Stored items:
►
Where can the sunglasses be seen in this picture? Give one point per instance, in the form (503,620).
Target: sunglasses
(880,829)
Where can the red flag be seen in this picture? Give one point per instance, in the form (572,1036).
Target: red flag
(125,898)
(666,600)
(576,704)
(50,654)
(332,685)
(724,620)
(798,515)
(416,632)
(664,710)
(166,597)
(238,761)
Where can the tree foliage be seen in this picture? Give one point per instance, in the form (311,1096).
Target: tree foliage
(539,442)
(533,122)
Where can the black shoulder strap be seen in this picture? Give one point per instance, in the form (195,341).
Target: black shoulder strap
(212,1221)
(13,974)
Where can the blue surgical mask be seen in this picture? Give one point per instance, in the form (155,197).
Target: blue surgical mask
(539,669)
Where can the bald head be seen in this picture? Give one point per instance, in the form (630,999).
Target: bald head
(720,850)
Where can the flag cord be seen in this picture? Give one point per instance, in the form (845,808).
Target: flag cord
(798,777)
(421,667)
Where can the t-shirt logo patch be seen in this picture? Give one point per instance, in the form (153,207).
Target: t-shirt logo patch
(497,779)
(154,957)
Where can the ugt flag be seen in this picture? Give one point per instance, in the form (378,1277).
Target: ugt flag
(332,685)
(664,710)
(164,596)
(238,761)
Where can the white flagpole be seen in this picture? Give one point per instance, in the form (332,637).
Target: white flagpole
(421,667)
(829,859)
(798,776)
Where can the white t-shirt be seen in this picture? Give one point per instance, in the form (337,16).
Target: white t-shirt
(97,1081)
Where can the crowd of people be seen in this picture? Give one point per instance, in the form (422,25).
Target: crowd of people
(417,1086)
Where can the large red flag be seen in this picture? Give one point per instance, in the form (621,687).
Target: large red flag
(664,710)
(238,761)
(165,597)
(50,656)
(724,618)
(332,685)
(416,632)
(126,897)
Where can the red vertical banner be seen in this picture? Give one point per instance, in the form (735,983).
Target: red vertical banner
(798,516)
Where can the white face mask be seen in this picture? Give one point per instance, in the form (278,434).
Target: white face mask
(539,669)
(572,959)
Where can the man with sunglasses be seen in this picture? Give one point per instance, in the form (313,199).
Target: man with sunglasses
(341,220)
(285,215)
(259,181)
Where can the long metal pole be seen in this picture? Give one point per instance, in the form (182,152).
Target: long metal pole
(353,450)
◄
**What needs to be done**
Please output every line of the listing above without changing anything.

**Answer**
Where can the sunglasses be seen in this picture? Give one point per instance, in the form (503,620).
Target: sunglasses
(880,829)
Where can the red flag be seen in this picture? Give one point per instance, in the form (572,1036).
Target: red flag
(125,898)
(666,600)
(576,704)
(50,654)
(332,685)
(724,620)
(798,515)
(416,632)
(664,710)
(166,597)
(238,761)
Where can the tree foliage be seen in this picture? Give one point per instance, in the form (311,1096).
Target: tree foliage
(539,442)
(533,122)
Where can the black shoulder strap be seen in this picture? Give one point per instance, in the form (195,341).
Target: black shoulder strap
(212,1221)
(13,974)
Where can the blue surgical mask be seen in this picture? Give one point per instance, in the form (155,197).
Target: blue surgical mask
(539,669)
Where can the bald head be seen in this picture? Give one point per instance, in the form (630,999).
Target: bald head
(720,850)
Where can the flag cord be seen in this picture? Give one point per instance, in the form (845,808).
Target: flag cord
(798,777)
(421,667)
Where can the t-shirt logo patch be seen in this picture? Give one point per instance, in the form (153,207).
Target: t-shirt logo patch
(497,779)
(154,957)
Where can the ugt flag be seen in this picture? Give one point per instance, in the form (378,1277).
Target: ugt flag
(332,685)
(664,710)
(164,596)
(238,761)
Where can the white flagpole be seen in this picture? Give one point per instance, in the form (332,637).
Target: white flagpole
(421,667)
(829,859)
(798,776)
Where can the white t-shirt be seen in this picture? Give one point per instance, in the form (337,16).
Target: white t-shirt
(97,1081)
Where can the crowd of people be seen in this picture? Give one point per instance, in the form (422,25).
Target: crowd of people
(417,1086)
Where can the large red flag be seen in this picture? Give one point per instance, in the form (621,687).
Target: large red flag
(664,710)
(238,761)
(165,597)
(50,656)
(724,618)
(332,685)
(416,632)
(126,897)
Where can the red vertical banner be seen in this picture? Give one point per instance, in the form (735,983).
Target: red vertical banner
(798,516)
Where can the white face mask be seen in this picture? Give one point per instance, in the form (278,434).
Target: white face mask
(539,669)
(572,959)
Where can the man with sunglasses be seen in this picture? Give one point per instance, in the form (313,199).
Target: man with sunglasses
(341,220)
(285,215)
(259,181)
Where can the long metal pole be seen in this picture? Give one point per instance, in the form (182,152).
Target: long metal pole
(353,450)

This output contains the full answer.